◆ **THE REQUEST**: Repeat the listing below in full, exactly as it stands.

◆ **DATA EXCERPTS**:
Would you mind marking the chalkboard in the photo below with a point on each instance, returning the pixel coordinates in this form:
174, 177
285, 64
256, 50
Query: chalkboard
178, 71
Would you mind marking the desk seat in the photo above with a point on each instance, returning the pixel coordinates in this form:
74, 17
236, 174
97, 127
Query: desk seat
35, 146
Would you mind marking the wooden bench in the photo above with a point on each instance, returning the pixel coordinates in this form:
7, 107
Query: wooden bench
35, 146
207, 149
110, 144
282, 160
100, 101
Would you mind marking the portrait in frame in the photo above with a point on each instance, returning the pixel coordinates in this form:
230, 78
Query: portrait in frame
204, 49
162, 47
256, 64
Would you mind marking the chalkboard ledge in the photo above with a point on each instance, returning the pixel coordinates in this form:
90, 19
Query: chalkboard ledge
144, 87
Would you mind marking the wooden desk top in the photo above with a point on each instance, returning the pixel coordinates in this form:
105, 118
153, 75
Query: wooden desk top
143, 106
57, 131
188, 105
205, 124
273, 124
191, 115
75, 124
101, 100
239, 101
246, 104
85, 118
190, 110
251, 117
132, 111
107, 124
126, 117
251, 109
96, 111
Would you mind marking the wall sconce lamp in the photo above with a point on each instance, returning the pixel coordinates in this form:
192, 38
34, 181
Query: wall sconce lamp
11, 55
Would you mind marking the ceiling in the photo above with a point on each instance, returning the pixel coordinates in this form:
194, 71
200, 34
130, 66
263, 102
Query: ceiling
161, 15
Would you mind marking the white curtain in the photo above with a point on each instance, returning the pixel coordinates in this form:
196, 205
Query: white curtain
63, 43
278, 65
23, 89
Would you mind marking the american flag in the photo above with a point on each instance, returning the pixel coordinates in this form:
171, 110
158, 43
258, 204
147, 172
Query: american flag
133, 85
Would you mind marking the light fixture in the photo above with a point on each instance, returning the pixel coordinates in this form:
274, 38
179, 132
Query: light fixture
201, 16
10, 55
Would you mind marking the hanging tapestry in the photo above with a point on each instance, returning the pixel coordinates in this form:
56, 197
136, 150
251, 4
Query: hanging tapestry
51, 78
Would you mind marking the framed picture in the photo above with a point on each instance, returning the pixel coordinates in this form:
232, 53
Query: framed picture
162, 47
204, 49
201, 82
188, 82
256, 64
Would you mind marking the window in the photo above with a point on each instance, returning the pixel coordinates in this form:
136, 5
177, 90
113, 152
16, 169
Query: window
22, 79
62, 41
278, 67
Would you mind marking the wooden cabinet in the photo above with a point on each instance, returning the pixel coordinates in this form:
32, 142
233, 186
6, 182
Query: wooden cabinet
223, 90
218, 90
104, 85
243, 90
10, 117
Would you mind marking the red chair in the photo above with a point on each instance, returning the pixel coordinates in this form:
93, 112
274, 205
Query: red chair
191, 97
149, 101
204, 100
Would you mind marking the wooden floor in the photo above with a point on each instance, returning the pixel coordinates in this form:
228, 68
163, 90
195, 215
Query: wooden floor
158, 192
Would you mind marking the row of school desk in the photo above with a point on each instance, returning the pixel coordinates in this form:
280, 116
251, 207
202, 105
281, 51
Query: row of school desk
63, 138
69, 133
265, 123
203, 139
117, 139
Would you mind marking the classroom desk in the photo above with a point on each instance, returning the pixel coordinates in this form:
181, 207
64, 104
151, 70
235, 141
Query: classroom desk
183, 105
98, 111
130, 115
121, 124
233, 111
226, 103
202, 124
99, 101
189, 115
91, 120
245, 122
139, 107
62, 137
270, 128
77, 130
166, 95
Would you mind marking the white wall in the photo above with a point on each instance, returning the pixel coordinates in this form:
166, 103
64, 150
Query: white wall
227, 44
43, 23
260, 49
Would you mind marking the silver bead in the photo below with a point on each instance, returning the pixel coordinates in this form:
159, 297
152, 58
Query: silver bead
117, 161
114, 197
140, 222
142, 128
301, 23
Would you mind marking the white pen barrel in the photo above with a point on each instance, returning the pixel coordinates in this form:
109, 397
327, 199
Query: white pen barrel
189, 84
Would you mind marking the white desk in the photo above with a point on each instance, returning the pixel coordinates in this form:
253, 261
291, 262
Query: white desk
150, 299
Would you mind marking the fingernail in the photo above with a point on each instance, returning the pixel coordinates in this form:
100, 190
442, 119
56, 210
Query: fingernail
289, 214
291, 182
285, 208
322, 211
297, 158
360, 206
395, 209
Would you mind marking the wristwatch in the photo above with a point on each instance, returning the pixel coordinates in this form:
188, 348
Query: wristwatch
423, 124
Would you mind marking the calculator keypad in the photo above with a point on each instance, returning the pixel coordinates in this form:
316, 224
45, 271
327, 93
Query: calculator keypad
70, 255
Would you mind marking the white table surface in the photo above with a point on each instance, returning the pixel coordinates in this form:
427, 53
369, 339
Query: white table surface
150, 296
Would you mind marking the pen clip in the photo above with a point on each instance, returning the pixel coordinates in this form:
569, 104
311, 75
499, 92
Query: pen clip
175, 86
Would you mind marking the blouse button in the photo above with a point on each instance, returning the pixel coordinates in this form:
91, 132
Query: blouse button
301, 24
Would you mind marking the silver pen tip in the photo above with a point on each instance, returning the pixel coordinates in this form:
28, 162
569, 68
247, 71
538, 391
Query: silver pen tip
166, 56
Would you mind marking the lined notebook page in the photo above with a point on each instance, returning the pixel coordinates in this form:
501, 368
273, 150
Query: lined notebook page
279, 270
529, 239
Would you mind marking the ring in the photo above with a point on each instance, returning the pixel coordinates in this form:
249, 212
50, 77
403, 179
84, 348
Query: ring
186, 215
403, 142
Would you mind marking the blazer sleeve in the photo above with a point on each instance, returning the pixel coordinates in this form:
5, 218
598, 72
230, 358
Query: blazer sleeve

◆ **COMPLETED TASK**:
Would you mind marking the chalkboard in the photo below with a point on each instance, returning the pixel coordinates in this form:
174, 177
285, 64
256, 50
Query: chalkboard
178, 71
Would you mind marking the desk seat in the photo above with a point on each instance, returning the pixel coordinates in this form:
74, 17
236, 174
97, 127
Query: desk seat
35, 146
Would you mind marking the wooden bench in the photo above with a point on each instance, returning the pixel coordinates in this form:
7, 107
Query: wooden bench
35, 146
207, 149
110, 144
282, 160
100, 101
Would you mind marking the portrait in frame in the photo above with a point on each instance, returning the pixel coordinates in this form:
230, 78
Query: portrait in frame
204, 49
162, 47
256, 64
Would you mind marking the chalkboard ledge in the photo above with a point on each instance, returning the pixel coordinates in this form:
90, 19
Query: chalkboard ledge
144, 87
Would you mind marking the wooden desk top in the photo above with a point on each instance, returning the pixel coordinates in this form:
105, 118
153, 75
Query: wooden desk top
143, 106
57, 131
188, 105
205, 124
273, 124
191, 115
75, 124
101, 100
239, 101
246, 104
85, 118
190, 110
251, 117
132, 111
107, 124
126, 117
251, 109
96, 111
Would you mind marking the wall sconce lamp in the photo above with a point on each instance, returning the pixel coordinates in this form:
192, 38
34, 181
Query: wall sconce lamp
11, 55
Would you mind marking the ceiling in the photo above with a point on each instance, returning the pixel coordinates in this form:
194, 71
200, 34
130, 66
263, 102
Query: ceiling
161, 15
Would you mind marking the white curtain in the photo above with a point on each instance, returning the pixel coordinates in this form:
196, 205
Query: white curtain
63, 43
278, 65
23, 89
Would you mind marking the american flag in the photo above with a point on each instance, returning the pixel coordinates in this form:
171, 110
158, 43
258, 204
147, 172
Query: american flag
133, 85
Would you mind marking the light fixture in the photo above with a point on each instance, returning the pixel coordinates in this form:
274, 38
179, 132
Query: light fixture
201, 16
10, 55
Would you mind marking the hanging tapestry in the photo above with a point on each instance, returning the pixel coordinates in this form:
56, 197
136, 150
251, 4
Query: hanging tapestry
51, 78
Would you mind marking the framed picture in the photo above with a point on each instance, returning the pixel coordinates in this form:
232, 53
Query: framed picture
162, 47
204, 49
201, 82
188, 82
256, 64
Would you mind marking the window in the photo above with a point on each instance, returning the pixel coordinates in this form:
136, 5
177, 90
113, 152
16, 169
Query: window
22, 79
62, 41
278, 67
Would you mind marking the wooden cabinet in the photo above with a point on each instance, returning the pixel coordinates in this form:
32, 142
233, 186
6, 182
Query: wooden cabinet
223, 90
218, 90
104, 85
243, 90
10, 117
Would you mind marking the red chair in the photo above with a point on each instance, returning the pixel coordinates in this form:
93, 112
274, 205
Query: red chair
191, 97
149, 101
204, 100
Would you mind marking the wooden floor in the photo above with a point on each instance, returning the pixel coordinates in this form:
228, 68
163, 90
195, 215
Query: wooden floor
158, 192
Would you mind marking the row of school desk in the photo above with a point on each instance, returning the pixel coordinates in this form:
280, 116
251, 207
202, 105
281, 51
Query: row of school desk
63, 138
69, 133
265, 123
203, 139
117, 139
Would you mind marking the classroom desk in the photo above with a point on each instance, returning the pixel coordinates in this form:
181, 207
64, 104
151, 70
235, 141
Query: classroom desk
183, 105
98, 111
130, 115
121, 124
233, 111
226, 103
202, 124
99, 101
189, 115
91, 120
245, 122
139, 107
62, 137
270, 128
77, 130
166, 95
Would you mind marking the white wall in the photo above with a point on each instance, returning the pixel coordinates in this form:
166, 103
64, 150
Query: white wall
227, 44
43, 23
260, 49
Would you mind marking the silver bead in the photo below with a point on each instance, returning the pixel coordinates in this form:
159, 297
152, 58
Query: silver bead
117, 161
114, 197
140, 222
142, 128
301, 23
Would you mind marking the white pen barrel in the photo above with a point on each instance, returning the pixel coordinates in this form:
109, 397
327, 199
Query: white pen barrel
189, 84
Would you mind marking the white desk in the photo above with a point on each instance, returning the pixel coordinates in this form:
253, 261
291, 262
Query: white desk
150, 299
Would you mind marking the fingernail in the photo above with a point on each instance, returning the pixel coordinates in this form:
100, 190
442, 119
56, 210
Query: fingernail
289, 214
291, 182
285, 208
322, 211
297, 158
360, 206
395, 209
Would you mind marking the wristwatch in the photo above with a point on each instance, returning the pixel coordinates in this form:
188, 348
Query: wristwatch
423, 124
Would you mind marking the calculator keypad in the photo above with a point on each instance, returning the pixel coordinates in this form:
316, 224
45, 271
327, 93
Query: calculator keypad
70, 255
Would you mind marking the white table surface in the photo above with a point on each instance, returning the pixel coordinates in this form:
427, 53
369, 339
Query: white table surface
150, 296
Would you mind marking the pen clip in the photo above with a point on each instance, returning the pixel coordinates in this form:
569, 104
311, 75
499, 92
Query: pen clip
175, 86
Would you mind marking the blouse button in the photo above with a point on each instance, returning the pixel coordinates in this form:
91, 132
Query: blouse button
301, 24
Would you mind marking the silver pen tip in the photo above with a point on each instance, returning the pixel coordinates in this form:
28, 162
569, 68
247, 71
538, 391
Query: silver pen tip
166, 56
Would you mind marking the lined notebook page in the photo above with a point on each instance, returning the pixel coordinates in this form:
501, 368
273, 150
Query: lined notebook page
279, 270
529, 239
Would you mind marking the ring in the photo above with a point on each instance, returning the pixel coordinates in this form:
249, 212
50, 77
403, 179
84, 348
Query: ring
186, 215
403, 142
Would you mind marking the blazer sleeve in the photo above with a point on each instance, returning the pixel coordinates in this form:
5, 218
598, 72
230, 358
Query: blazer sleeve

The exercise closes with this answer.